### Entries supplied
------------------------------------------------------------------------
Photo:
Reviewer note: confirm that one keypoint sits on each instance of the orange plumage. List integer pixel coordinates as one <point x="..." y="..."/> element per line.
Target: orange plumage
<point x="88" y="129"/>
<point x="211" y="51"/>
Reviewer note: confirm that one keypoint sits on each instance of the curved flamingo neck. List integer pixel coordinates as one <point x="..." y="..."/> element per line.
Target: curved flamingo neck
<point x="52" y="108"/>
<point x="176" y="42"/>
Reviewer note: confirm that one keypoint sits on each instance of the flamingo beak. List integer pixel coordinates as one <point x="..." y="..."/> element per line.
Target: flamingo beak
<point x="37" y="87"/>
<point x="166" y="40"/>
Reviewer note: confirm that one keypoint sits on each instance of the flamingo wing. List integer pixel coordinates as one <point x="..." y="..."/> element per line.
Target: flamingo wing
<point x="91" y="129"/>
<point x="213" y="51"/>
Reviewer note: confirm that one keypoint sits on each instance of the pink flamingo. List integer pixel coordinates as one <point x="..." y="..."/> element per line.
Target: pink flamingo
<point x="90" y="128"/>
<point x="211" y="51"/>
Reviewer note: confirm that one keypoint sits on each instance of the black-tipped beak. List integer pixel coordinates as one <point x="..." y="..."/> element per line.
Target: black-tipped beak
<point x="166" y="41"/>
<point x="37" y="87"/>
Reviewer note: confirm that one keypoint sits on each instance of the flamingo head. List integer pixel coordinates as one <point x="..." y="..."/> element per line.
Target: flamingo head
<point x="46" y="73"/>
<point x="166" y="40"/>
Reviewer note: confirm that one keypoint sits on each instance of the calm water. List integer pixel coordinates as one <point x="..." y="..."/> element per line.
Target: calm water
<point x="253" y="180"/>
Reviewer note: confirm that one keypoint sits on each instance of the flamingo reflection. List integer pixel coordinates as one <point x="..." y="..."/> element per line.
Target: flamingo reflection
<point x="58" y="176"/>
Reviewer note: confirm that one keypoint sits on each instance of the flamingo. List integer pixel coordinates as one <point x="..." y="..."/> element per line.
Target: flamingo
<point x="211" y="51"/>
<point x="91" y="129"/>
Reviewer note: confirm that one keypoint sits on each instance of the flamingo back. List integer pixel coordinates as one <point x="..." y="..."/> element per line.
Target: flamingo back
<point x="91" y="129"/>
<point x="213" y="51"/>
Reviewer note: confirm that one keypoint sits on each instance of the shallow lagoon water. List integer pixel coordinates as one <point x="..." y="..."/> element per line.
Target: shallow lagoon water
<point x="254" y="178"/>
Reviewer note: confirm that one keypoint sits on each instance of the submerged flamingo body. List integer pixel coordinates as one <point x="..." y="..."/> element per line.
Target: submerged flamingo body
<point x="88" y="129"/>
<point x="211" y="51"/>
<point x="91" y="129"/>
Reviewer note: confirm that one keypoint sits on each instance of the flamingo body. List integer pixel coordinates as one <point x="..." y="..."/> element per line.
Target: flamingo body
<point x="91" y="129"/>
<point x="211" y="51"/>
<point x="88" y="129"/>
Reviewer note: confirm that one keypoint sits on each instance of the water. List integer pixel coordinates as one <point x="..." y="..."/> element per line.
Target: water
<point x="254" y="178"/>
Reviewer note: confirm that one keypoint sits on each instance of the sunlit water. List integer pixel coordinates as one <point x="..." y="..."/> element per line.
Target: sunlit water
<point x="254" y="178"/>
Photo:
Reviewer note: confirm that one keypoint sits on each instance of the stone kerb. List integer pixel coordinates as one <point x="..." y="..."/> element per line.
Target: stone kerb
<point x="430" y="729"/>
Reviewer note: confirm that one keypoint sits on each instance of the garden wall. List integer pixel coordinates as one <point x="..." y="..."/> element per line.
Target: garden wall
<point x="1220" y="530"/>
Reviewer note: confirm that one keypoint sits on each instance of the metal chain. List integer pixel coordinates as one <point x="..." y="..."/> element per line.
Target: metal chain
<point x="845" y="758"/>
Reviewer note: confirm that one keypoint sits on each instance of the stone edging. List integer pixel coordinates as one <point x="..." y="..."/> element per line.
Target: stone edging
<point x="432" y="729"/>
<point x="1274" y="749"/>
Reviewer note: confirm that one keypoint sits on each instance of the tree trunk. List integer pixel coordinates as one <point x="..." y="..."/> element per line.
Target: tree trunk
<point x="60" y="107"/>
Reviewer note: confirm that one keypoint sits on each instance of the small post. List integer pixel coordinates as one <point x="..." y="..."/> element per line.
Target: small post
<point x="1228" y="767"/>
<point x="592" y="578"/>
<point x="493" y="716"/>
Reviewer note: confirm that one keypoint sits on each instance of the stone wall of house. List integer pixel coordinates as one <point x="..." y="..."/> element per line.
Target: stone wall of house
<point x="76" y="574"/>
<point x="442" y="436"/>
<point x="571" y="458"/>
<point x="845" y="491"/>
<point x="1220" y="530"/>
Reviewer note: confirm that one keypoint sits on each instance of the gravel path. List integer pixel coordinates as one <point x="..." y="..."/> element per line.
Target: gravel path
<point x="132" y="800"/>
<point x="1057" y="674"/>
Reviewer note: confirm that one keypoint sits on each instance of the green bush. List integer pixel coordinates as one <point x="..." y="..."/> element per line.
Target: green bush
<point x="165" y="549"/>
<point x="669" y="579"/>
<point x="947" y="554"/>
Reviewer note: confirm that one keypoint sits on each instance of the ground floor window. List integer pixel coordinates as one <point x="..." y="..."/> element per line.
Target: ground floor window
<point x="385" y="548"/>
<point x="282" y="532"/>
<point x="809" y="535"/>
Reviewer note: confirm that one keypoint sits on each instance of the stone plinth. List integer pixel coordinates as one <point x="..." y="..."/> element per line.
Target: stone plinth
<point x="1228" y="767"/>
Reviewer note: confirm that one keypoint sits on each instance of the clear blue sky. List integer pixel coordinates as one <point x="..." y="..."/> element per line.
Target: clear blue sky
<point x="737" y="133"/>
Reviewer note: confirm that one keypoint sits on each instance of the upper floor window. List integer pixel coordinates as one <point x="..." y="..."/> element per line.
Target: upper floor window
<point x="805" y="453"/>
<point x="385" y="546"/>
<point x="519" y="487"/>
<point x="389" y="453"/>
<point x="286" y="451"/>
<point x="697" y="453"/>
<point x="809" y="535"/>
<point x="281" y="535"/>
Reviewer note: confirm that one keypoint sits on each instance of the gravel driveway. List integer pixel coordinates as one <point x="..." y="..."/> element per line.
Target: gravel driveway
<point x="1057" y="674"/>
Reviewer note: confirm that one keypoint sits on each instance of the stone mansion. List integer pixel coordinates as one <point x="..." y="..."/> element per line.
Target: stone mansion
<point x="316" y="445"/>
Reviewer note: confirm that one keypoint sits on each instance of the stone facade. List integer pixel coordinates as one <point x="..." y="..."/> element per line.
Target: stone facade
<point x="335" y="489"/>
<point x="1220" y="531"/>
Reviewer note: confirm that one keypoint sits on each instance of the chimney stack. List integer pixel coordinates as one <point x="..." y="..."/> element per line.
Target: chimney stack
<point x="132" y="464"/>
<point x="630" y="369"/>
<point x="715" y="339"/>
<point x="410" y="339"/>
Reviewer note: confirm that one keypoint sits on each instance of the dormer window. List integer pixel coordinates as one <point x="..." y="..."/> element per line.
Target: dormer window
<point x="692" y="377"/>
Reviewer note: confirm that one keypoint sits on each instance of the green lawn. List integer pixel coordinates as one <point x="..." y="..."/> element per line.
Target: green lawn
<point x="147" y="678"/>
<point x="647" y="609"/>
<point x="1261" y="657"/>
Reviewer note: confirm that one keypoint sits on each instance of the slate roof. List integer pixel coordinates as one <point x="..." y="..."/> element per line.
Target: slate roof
------------------------------------------------------------------------
### What is needed
Return each line of the data exactly as written above.

### Answer in full
Photo:
Reviewer note: confirm that one keypoint sits on each instance of the orange plumage. List integer pixel coordinates as one <point x="..." y="..."/> element per line.
Target: orange plumage
<point x="88" y="129"/>
<point x="211" y="51"/>
Reviewer note: confirm that one keypoint sits on each instance of the curved flamingo neck. List integer pixel coordinates as one <point x="..." y="..."/> element per line.
Target: curved flamingo neck
<point x="52" y="108"/>
<point x="176" y="42"/>
Reviewer note: confirm that one keypoint sits on each instance of the flamingo beak. List integer pixel coordinates as one <point x="..." y="..."/> element per line.
Target: flamingo beak
<point x="37" y="87"/>
<point x="166" y="40"/>
Reviewer note: confirm that one keypoint sits on each instance of the flamingo wing. List integer pixel coordinates as one <point x="..." y="..."/> element per line.
Target: flamingo wing
<point x="91" y="129"/>
<point x="213" y="51"/>
Reviewer note: confirm that one keypoint sits on each instance of the pink flamingo. List integer pixel coordinates as one <point x="..." y="..."/> element per line.
Target: pink flamingo
<point x="90" y="128"/>
<point x="211" y="51"/>
Reviewer note: confirm that one keypoint sits on each instance of the black-tipped beak. List integer pixel coordinates as one <point x="..." y="..."/> element per line.
Target: black-tipped beak
<point x="166" y="41"/>
<point x="37" y="87"/>
Reviewer note: confirm that one keypoint sits on each instance of the flamingo head. List integer pixel coordinates as one <point x="..." y="..."/> element per line.
Target: flamingo head
<point x="46" y="73"/>
<point x="166" y="40"/>
Reviewer note: confirm that one keypoint sits on each instance of the calm water. List integer pixel coordinates as one <point x="..." y="..."/> element per line.
Target: calm water
<point x="253" y="180"/>
Reviewer note: confirm that one keypoint sits on each instance of the flamingo reflection. List integer pixel coordinates as one <point x="..." y="..."/> element per line.
Target: flamingo reflection
<point x="58" y="176"/>
Reviewer note: confirm that one keypoint sits on each instance of the flamingo. List integer pixel coordinates as one <point x="..." y="..."/> element per line.
Target: flamingo
<point x="211" y="51"/>
<point x="91" y="129"/>
Reviewer note: confirm that one keypoint sits on each instance of the flamingo back. List integer pixel coordinates as one <point x="..." y="..."/> element per line.
Target: flamingo back
<point x="91" y="129"/>
<point x="213" y="51"/>
Reviewer note: confirm that one keypoint sits on each instance of the shallow lagoon water. List integer pixel coordinates as one <point x="..." y="..."/> element per line.
Target: shallow lagoon water
<point x="254" y="178"/>
Reviewer note: confirm that one keypoint sits on each instance of the submerged flamingo body. List integer pixel coordinates as one <point x="..." y="..."/> element per line.
Target: submerged flamingo body
<point x="88" y="129"/>
<point x="211" y="51"/>
<point x="91" y="129"/>
Reviewer note: confirm that one keypoint sits on each instance of the flamingo body. List integer pixel coordinates as one <point x="..." y="..."/> element per line.
Target: flamingo body
<point x="91" y="129"/>
<point x="211" y="51"/>
<point x="88" y="129"/>
Reviewer note: confirm that one keypoint sits on each instance of the water. List integer pixel coordinates as one <point x="..." y="..."/> element per line.
Target: water
<point x="254" y="178"/>
Reviewer note: confirm that one keypoint sits on each instance of the sunlit water. List integer pixel coordinates as one <point x="..." y="..."/> element per line.
Target: sunlit water
<point x="254" y="178"/>
Photo:
Reviewer note: confirm that one keypoint sits on each instance of the stone kerb. List integer pixel coordinates as one <point x="..." y="..."/> element per line.
Target: stone kerb
<point x="430" y="729"/>
Reviewer note: confirm that one keypoint sits on each instance of the garden wall. List integer pixel coordinates as one <point x="..." y="..."/> element per line.
Target: garden wall
<point x="1220" y="530"/>
Reviewer note: confirm that one keypoint sits on each instance of the metal chain. List integer pixel coordinates as one <point x="..." y="..."/> element per line.
Target: metal chain
<point x="845" y="758"/>
Reviewer note: confirm that one keypoint sits on each instance of the stone edging. List integer pixel coordinates as one <point x="..." y="..."/> element per line.
Target: stone edging
<point x="432" y="729"/>
<point x="1274" y="749"/>
Reviewer note: confirm that one keypoint sits on each instance of the tree trunk. List integer pixel coordinates as one <point x="..." y="..."/> element per line.
Target: tree trunk
<point x="60" y="107"/>
Reviewer note: confirm that one keypoint sits on each instance of the small post. List integer pixel coordinates as one <point x="..." y="..."/> element per line.
Target: small post
<point x="1228" y="767"/>
<point x="592" y="578"/>
<point x="493" y="716"/>
Reviewer note: confirm that one keypoint sits on each instance of the stone wall of house. List integer pixel coordinates as one <point x="..." y="..."/> element per line.
Target: stone wall of house
<point x="76" y="574"/>
<point x="442" y="436"/>
<point x="571" y="458"/>
<point x="845" y="491"/>
<point x="1220" y="530"/>
Reviewer note: confirm that one keypoint sits on each instance of the gravel path. List integer pixel coordinates as one <point x="..." y="..."/> element per line.
Target: gravel path
<point x="132" y="800"/>
<point x="1057" y="674"/>
Reviewer note: confirm that one keypoint sits on each instance of the green bush. List integer pixel coordinates as one <point x="..." y="..."/> element per line.
Target: green bush
<point x="165" y="549"/>
<point x="669" y="579"/>
<point x="947" y="554"/>
Reviewer note: confirm that one keypoint sits on each instance of the ground floor window. List integer pixel coordinates as one <point x="..." y="..."/> element per line.
Target: ground floor window
<point x="385" y="548"/>
<point x="282" y="532"/>
<point x="809" y="535"/>
Reviewer note: confirm that one keypoint sits on each instance of the stone plinth. List integer pixel coordinates as one <point x="..." y="..."/> element per line.
Target: stone plinth
<point x="1228" y="767"/>
Reviewer note: confirm that one keypoint sits on each instance of the clear blue sky. List integer pixel coordinates as one <point x="..." y="..."/> element per line.
Target: clear blue sky
<point x="737" y="133"/>
Reviewer note: confirm that one keypoint sits on each instance of the upper floor window. List integer pixel coordinates as one <point x="..." y="..."/> element per line.
Target: upper floor window
<point x="805" y="453"/>
<point x="385" y="546"/>
<point x="519" y="487"/>
<point x="389" y="453"/>
<point x="286" y="451"/>
<point x="697" y="453"/>
<point x="809" y="535"/>
<point x="281" y="535"/>
Reviewer note: confirm that one keypoint sits on each instance of the gravel driveway. List integer pixel coordinates as one <point x="..." y="..."/> element per line.
Target: gravel driveway
<point x="1057" y="674"/>
Reviewer note: confirm that one keypoint sits on each instance of the stone mansion. List integer pixel coordinates as one <point x="..." y="..."/> element per line.
Target: stone mansion
<point x="316" y="445"/>
Reviewer note: confirm that one keypoint sits on each instance of the stone facade. List integer pixel coordinates as one <point x="..." y="..."/> element per line.
Target: stone facade
<point x="335" y="489"/>
<point x="1220" y="531"/>
Reviewer note: confirm that one keypoint sits on each instance of the chimney stack. List integer pixel coordinates as one <point x="..." y="..."/> element per line.
Target: chimney stack
<point x="132" y="464"/>
<point x="630" y="369"/>
<point x="715" y="339"/>
<point x="410" y="339"/>
Reviewer note: confirm that one keypoint sits on each instance of the dormer window. List integer pixel coordinates as one <point x="..." y="..."/> element per line.
Target: dormer window
<point x="692" y="377"/>
Reviewer note: confirm that one keypoint sits on each instance of the green lawn. List integer pixel coordinates as one <point x="..." y="..."/> element per line.
Target: green lawn
<point x="147" y="678"/>
<point x="647" y="609"/>
<point x="1261" y="657"/>
Reviewer note: confirm that one keypoint sits on each instance of the slate roof. List integer pixel coordinates as one <point x="..." y="..."/> element per line.
Target: slate roof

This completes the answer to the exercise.